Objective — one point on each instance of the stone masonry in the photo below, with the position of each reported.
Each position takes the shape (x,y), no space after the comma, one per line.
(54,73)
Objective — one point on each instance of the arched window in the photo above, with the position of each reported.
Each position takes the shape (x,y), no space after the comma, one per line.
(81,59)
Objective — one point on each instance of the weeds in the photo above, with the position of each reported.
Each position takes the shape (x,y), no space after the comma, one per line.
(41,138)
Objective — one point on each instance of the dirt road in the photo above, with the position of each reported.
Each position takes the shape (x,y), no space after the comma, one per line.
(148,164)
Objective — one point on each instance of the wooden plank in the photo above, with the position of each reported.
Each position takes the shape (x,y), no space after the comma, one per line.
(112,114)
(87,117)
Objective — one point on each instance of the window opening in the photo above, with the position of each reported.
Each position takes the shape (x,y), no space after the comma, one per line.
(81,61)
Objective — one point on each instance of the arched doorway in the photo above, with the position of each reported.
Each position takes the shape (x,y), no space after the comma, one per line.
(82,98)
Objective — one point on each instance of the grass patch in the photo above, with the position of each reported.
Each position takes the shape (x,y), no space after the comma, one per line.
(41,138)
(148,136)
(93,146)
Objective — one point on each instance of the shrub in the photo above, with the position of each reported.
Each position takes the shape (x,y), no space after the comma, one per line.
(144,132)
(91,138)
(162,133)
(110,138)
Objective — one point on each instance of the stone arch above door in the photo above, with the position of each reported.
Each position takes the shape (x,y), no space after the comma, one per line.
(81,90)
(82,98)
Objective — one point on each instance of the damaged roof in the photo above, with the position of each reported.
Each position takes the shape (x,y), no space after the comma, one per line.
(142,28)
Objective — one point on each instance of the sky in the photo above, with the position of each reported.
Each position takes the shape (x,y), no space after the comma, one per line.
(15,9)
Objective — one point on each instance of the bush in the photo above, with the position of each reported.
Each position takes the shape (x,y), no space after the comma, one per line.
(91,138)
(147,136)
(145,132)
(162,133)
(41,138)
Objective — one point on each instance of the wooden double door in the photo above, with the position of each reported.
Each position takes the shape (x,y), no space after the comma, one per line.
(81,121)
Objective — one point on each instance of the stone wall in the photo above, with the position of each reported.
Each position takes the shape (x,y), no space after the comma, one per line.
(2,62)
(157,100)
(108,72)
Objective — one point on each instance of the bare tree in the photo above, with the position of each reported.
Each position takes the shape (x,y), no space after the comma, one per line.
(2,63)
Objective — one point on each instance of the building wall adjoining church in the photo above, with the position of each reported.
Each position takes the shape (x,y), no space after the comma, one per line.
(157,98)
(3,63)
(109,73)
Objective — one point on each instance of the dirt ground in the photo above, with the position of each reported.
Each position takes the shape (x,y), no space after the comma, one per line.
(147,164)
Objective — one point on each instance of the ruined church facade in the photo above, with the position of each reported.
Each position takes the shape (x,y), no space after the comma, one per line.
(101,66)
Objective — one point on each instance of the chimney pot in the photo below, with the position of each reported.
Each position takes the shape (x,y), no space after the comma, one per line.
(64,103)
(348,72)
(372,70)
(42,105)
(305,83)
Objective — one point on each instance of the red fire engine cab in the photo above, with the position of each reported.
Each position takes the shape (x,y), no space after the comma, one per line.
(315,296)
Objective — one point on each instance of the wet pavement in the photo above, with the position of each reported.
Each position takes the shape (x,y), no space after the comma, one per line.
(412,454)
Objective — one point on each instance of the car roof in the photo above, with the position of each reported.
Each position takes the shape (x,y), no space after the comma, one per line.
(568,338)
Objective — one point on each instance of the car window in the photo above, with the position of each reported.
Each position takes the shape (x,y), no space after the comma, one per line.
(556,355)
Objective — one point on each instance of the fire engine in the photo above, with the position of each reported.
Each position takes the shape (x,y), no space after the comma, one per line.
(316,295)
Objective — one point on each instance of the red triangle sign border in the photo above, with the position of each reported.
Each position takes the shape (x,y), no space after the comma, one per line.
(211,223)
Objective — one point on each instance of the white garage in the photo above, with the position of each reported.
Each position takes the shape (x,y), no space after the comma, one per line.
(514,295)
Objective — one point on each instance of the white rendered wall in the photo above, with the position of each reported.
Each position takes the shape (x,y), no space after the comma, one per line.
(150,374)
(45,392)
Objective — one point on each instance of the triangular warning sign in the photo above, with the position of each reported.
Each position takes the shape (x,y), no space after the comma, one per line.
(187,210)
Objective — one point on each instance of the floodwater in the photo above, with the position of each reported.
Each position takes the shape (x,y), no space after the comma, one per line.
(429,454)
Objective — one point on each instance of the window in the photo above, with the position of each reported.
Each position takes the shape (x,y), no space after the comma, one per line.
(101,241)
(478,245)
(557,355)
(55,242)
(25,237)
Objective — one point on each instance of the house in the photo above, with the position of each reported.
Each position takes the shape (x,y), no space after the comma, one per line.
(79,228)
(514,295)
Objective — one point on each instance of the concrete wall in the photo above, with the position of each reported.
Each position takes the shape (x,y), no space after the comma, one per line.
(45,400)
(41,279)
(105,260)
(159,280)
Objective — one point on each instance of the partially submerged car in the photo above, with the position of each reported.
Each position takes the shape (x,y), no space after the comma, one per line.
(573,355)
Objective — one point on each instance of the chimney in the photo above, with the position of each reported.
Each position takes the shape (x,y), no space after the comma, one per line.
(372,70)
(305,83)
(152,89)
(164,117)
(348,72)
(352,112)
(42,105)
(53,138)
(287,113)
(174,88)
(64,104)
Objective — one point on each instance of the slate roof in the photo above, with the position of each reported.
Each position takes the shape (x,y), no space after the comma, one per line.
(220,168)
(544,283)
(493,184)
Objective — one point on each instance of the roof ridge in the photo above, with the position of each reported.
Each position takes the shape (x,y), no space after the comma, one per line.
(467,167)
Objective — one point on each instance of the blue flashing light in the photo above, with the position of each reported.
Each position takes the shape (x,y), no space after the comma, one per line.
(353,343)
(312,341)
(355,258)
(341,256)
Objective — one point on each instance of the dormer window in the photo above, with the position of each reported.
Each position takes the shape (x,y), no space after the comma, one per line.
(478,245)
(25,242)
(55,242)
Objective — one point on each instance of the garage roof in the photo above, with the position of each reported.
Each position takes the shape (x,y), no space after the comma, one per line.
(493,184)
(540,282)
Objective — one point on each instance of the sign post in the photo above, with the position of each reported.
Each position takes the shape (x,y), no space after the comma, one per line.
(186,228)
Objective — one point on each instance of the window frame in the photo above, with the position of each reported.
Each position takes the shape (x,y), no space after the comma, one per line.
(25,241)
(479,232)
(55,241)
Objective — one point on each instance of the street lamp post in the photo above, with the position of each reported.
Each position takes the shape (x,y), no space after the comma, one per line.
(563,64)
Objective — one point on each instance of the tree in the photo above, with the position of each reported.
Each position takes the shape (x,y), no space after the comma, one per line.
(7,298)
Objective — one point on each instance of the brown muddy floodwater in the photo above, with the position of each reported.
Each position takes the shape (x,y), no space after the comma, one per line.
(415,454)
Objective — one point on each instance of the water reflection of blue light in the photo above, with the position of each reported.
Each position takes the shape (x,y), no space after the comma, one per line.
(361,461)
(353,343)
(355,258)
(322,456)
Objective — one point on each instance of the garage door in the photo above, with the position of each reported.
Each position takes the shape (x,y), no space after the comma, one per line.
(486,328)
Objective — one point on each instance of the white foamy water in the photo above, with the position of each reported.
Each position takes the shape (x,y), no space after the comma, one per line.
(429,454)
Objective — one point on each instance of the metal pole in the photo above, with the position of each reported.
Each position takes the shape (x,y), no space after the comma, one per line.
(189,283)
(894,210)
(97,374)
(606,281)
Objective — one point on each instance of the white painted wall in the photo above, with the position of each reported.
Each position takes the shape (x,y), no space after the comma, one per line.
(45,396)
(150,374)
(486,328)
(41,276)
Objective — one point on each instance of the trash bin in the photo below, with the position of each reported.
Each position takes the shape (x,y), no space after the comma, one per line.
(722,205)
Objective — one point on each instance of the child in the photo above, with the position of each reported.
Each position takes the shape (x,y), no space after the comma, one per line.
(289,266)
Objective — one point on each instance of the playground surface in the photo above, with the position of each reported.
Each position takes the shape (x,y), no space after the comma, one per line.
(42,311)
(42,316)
|---|
— WHAT TO WORK ON —
Give back exactly the lines beginning at the one with "Objective — one point on each instance of the water" and ending at the final line of the material; both boundary lines belong in it.

— WRITTEN ANSWER —
Objective — one point on each instance of the water reflection of blue light in the photo above, with the position of each reported.
Each position takes the shape (x,y), no space after the comma, one per line.
(361,461)
(353,343)
(355,258)
(322,456)
Objective — one point on each instance of the garage door in the photo above, with the position of each reported.
Each position takes the shape (x,y), no space after the comma, one per line.
(486,328)
Objective — one point on each instance of the white foamy water in the photo above, with the position of each reported.
Each position takes the shape (x,y), no space after the comma, one per line.
(429,454)
Objective — one point on each instance of the metal pole in the photo above, with the position of each reported.
Each position takes the shape (x,y), no space after the comma, one per line.
(189,283)
(894,210)
(97,374)
(606,281)
Objective — one point on each instance of the white painted wall in the photo above, with the position of each reported.
Each position takes the shape (x,y), no space after the comma, one per line.
(45,396)
(150,374)
(486,328)
(41,276)
Objective — one point on each instance of the trash bin in the photo below, with the position of each reported.
Each position takes the shape (x,y), no space after the comma, one per line.
(722,205)
Objective — one point on each instance of the child in the photo above, with the position of each reported.
Each position takes the shape (x,y), no space after the comma, one per line.
(289,266)
Objective — one point on each instance of the playground surface in the photo above, with the position of each reported.
Each position takes the shape (x,y), no space after the comma, one per line.
(42,311)
(42,316)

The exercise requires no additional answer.